→ Exercise set:
(a) Repeat the passage on early-career researchers, from "Maybe 10-15 years" up to and including "are your children.", word for word.
(b) Go on with the essay about the state of academic science careers, picking up right after its final sentence.

→ Document passage:
* * * * *

I try to avoid writing on this topic, finding it too depressing — although not as depressing as I once did, as I am closer to the end rather than the beginning. And there are signs of hope, just not where they once were.
There is an editorial in Nature titled ‘Early-career researchers need fewer burdens and more support’. It makes depressing reading. The contrast is with a talk on YouTube I listened to a few days back, by the legendary computer engineer (and Turing award winner and much else) Alan Kay, in which he points out that things were really much better in the 1960s and people at the time knew they were much better. Even within my short career, things were much better in 1990 than 2000, 2000 than 2010 and so on. When people ask me, is it sensible to pursue a career in science, I am nervous about offering advice. Science is great. Academia, in many places, is great. But you can only do most science or academia in a particular environment, and there are few places that I would want to work in if I were starting out. And I might not get into any of them, anyway (Michael Eisen’s comment: never a better time to do science, never a worse time to be a scientist’). I will share a few anecdotes.
Maybe 10-15 years ago I was talking to somebody who — with no exaggeration — I would describe as one of the UKs leading biologists. This person described how one of their offspring was at university and had, for the first few years not taken his/ her studies too seriously. Then things changed, and they wondered about doing a PhD and following a ‘classical’ scientific career. The senior biologist expressed concern, worried that there was now no sensible career in science, and that much as though he/she had enjoyed their career, he/she could not longer recommend it. There was some guilt, but your children are your children.

* * * * *

→ Data segment:
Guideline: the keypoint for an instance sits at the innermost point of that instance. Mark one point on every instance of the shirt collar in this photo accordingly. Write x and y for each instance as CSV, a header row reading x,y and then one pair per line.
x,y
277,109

* * * * *

→ Answers for this exercise:
(a)
Maybe 10-15 years ago I was talking to somebody who — with no exaggeration — I would describe as one of the UKs leading biologists. This person described how one of their offspring was at university and had, for the first few years not taken his/ her studies too seriously. Then things changed, and they wondered about doing a PhD and following a ‘classical’ scientific career. The senior biologist expressed concern, worried that there was now no sensible career in science, and that much as though he/she had enjoyed their career, he/she could not longer recommend it. There was some guilt, but your children are your children.

(b)
The second, was a brief conversation with the late physicist John Ziman. I had read some of Ziman’s work — his ‘Real Science’ is for me essential reading for anybody who wants to understand what has happened to the Mertonian norms, and why science is often increasingly dysfunctional — but he shared a bit of his life history with me. When he was appointed as a lecturer at Cambridge in physics, the topic of his lectures was ‘new’ and there were no established books. So he set out to remedy the situation and spent the first two years writing such a book (still available, I think), and after that, turned his attention back to physics research, and later much more (‘you have to retire to have the time to do serious work’). He commented that this would simply be impossible now.
With respect to medicine, there has been attempts for most of my life to develop schemes to encourage and support young trainees. I benefited from them, but I question whether they target the real problem. There are a number of issues.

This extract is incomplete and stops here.